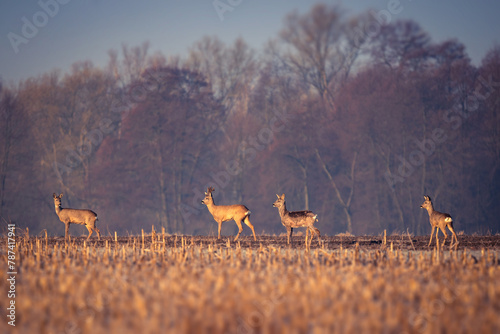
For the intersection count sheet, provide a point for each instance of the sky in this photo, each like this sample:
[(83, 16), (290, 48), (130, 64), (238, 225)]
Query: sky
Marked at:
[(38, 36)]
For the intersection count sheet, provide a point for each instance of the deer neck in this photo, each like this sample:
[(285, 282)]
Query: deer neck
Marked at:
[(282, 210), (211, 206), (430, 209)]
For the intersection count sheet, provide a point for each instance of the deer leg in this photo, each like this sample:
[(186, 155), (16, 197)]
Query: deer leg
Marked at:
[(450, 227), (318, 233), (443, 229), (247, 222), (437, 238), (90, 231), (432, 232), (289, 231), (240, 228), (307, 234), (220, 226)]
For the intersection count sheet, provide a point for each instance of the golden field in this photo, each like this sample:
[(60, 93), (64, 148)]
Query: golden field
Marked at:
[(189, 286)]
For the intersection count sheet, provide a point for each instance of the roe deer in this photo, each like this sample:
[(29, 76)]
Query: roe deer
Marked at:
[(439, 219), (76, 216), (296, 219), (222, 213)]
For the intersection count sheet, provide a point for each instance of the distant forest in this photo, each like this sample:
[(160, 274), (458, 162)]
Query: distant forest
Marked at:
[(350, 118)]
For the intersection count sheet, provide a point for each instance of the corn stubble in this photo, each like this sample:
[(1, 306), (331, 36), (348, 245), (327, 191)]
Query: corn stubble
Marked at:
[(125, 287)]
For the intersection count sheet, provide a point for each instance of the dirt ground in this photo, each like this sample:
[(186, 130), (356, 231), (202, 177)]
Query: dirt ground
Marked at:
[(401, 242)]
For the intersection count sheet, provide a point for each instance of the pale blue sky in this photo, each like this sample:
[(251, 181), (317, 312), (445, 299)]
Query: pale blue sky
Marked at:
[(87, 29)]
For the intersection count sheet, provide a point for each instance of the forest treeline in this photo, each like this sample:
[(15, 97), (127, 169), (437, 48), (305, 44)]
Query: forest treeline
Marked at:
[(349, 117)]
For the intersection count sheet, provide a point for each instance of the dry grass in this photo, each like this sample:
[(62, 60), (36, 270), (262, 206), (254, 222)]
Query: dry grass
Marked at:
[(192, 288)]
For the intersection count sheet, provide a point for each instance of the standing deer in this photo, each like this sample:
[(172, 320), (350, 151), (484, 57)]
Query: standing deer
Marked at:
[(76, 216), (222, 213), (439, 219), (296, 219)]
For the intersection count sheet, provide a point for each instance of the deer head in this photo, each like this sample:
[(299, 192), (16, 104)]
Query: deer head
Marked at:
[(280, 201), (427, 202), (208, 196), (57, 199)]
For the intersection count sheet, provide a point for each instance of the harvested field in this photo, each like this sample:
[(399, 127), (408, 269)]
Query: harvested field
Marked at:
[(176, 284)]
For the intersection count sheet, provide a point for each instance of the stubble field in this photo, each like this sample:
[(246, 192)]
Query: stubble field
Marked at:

Exercise: When you restate the listing above, give each line word for word but leave out every image.

Answer to the problem:
For the intersection count sheet, provide a point for each instance of the sky in this photo, each like this sample:
[(83, 16), (290, 48), (130, 64), (238, 225)]
Query: sky
Marked at:
[(38, 36)]
For the intersection count sheet, provide a point for each instance of the deer neck in this photo, each like this sample:
[(285, 282)]
Query: deer neck
Marked at:
[(282, 210), (211, 206), (430, 209)]
For the intersection count sheet, provide a point for each instance of the deer leg in this photo, each like this sample:
[(186, 155), (16, 197)]
Query: deer leg
Marked at:
[(450, 227), (318, 233), (443, 229), (247, 222), (437, 238), (90, 231), (432, 232), (289, 231), (240, 228), (307, 234), (220, 226)]
For the intersection count sheet, provide a point for each instance of the golden field in this photo, each like this sample:
[(60, 93), (64, 148)]
Query: golden field
Marked at:
[(189, 286)]
For the intersection count sheet, provide a point for each instance of the roe deer in this photo, each like this sample:
[(29, 76)]
Query: roe deer
Marked at:
[(439, 219), (76, 216), (296, 219), (222, 213)]
For the intersection count sheet, provide a point for each instance of the distant forest in this photo, each like this sample:
[(160, 274), (458, 162)]
Query: distant forest
Marked at:
[(350, 118)]
For the intersection count sheet, provide a point for each instance of the corn stubble in this photo, each like this sample:
[(1, 306), (331, 36), (348, 245), (327, 191)]
Query: corn stubble
Marked at:
[(125, 287)]
For the intersection count sheet, provide a point for each instance of the dirt ground in this photo, each like this sample:
[(186, 130), (356, 231), (202, 177)]
Query: dirt ground
Marked at:
[(401, 242)]
For the intersection count sheet, provide a point for each instance of the pale blue sky in this photo, each like this sample:
[(251, 181), (317, 312), (445, 299)]
Query: pale blue sky
Marked at:
[(87, 29)]
For the intersection count sheet, provide a point for each instance of the forest treeline in this photo, each like this sample:
[(15, 97), (127, 169), (437, 48), (305, 44)]
Query: forest treeline
Marked at:
[(349, 117)]
For the intersection count sheet, provide a point for each instance of the dry grass in this photo, each like this sample:
[(62, 60), (36, 270), (262, 206), (254, 222)]
Query: dry grass
Marked at:
[(192, 288)]
For the intersection count sheet, provide a point for each instance of the standing deer in this photo, each like this sample:
[(172, 320), (350, 151), (484, 57)]
Query: standing deer
Marked at:
[(76, 216), (222, 213), (439, 219), (296, 219)]
For the intersection count sheet, provide a point for each instance of the deer head in this photo, each like this sample:
[(299, 192), (16, 104)]
Query: deer head
Marked at:
[(280, 201), (427, 202), (208, 196), (57, 199)]
For the intersection count sheet, provide a point for each instance of the harvested field in this photo, each like this sample:
[(399, 127), (408, 269)]
Query: harvested field
Marked at:
[(176, 284)]
For the intersection count sheet, provide a point for each instance of the stubble field in this photo, each like this sample:
[(246, 192)]
Query: stubble field
Marked at:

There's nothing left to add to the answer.